Table 1 Post-stack seismic derived attributes used for neural network training and validation.
Figure 10
figure 11

(a) Relative feature importance found for different attributes used in machine learning modelling. (b) Cross-plot result indicating a linear relationship between the actual and predicted effective porosity with high correlation. (c) Lower training/validation mean absolute error. (d) Lower training/validation loss values obtained at 500 iterations indicate that the porosity volume was estimated with high accuracy.

Figure 11
figure 12

Inline passing through well W-1 extracted from the effective porosity is shown here. The log porosity strip overlaid on the predicted porosity shows a good match.

5 Results and discussions

We identified thick sandstone facies (~60 m) deposited in channel geometry at the Middle Bhuban base encountered in the well W-1. State-of-the-art geophysical and machine learning techniques were utilized to pursue this lead in the Tulamura field, combining well-log and seismic data. High-resolution 3D seismic data provides broader coverage with enhanced continuous subsurface imaging capability. Subsequently, it can be best utilized in mapping various litho-stratigraphic layers and in subsurface facies characterization from the surrounding rocks.

**Recorded data**:
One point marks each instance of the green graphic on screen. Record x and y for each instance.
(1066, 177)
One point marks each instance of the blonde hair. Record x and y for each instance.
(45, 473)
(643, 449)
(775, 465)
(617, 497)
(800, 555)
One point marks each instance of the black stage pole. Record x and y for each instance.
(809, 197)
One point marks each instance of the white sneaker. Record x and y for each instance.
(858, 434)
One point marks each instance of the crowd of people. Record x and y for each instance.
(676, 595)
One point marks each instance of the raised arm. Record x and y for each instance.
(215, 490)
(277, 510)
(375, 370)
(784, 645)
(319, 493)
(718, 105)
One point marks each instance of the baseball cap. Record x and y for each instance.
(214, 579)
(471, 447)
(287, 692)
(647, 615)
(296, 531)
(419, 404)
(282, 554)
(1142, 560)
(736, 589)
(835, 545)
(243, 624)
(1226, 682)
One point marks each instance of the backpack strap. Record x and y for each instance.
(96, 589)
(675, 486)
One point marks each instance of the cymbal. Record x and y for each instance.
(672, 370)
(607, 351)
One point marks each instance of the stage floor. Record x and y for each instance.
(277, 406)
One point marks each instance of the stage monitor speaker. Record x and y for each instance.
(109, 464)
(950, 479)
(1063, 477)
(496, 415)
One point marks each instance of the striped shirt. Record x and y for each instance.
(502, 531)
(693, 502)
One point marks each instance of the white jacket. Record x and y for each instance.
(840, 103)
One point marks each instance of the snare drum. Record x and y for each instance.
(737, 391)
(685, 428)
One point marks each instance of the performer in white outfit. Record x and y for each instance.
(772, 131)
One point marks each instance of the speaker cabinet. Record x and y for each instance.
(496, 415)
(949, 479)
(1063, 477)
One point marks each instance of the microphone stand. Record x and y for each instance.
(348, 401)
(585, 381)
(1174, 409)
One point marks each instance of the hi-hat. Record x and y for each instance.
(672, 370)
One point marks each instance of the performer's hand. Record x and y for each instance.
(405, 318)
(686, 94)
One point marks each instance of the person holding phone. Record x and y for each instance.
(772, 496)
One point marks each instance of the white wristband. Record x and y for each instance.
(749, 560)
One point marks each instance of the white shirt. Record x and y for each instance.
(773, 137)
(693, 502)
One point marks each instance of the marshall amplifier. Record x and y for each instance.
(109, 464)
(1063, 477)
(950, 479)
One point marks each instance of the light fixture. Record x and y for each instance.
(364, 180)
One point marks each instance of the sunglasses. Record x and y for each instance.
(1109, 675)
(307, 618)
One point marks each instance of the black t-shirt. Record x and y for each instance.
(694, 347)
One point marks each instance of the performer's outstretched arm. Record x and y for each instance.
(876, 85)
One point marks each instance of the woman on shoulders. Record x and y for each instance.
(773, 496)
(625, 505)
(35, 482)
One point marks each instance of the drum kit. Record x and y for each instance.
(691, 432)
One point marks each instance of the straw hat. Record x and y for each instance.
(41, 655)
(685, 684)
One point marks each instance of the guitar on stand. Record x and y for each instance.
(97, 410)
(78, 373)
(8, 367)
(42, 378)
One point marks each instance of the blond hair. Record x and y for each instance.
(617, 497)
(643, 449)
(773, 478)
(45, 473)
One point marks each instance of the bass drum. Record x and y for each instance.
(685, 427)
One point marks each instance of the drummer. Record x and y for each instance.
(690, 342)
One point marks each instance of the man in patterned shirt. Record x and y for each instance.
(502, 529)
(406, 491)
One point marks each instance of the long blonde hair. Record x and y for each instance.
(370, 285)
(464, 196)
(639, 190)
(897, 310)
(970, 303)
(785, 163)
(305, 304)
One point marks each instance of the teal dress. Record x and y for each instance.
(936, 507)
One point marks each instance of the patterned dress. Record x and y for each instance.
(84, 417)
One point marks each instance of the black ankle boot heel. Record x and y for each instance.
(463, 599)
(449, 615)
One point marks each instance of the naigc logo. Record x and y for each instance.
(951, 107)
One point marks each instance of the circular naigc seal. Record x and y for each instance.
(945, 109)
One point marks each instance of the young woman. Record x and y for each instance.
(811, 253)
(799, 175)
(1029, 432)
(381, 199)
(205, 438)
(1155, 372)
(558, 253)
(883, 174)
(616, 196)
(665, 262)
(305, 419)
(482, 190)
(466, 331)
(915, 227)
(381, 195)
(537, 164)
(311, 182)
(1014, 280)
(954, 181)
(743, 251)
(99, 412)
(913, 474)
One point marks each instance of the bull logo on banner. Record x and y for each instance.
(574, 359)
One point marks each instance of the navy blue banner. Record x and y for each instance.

**Exercise instructions**:
• A. From the seismic porosity text, echo the passage starting with "Inline passing through" and going on through "the surrounding rocks.".
• B. According to the seismic porosity text, how thick are the sandstone facies identified at the Middle Bhuban base in well W-1?

**Answers to each task**:
• A.
Inline passing through well W-1 extracted from the effective porosity is shown here. The log porosity strip overlaid on the predicted porosity shows a good match.

5 Results and discussions

We identified thick sandstone facies (~60 m) deposited in channel geometry at the Middle Bhuban base encountered in the well W-1. State-of-the-art geophysical and machine learning techniques were utilized to pursue this lead in the Tulamura field, combining well-log and seismic data. High-resolution 3D seismic data provides broader coverage with enhanced continuous subsurface imaging capability. Subsequently, it can be best utilized in mapping various litho-stratigraphic layers and in subsurface facies characterization from the surrounding rocks.

• B. About 60 m.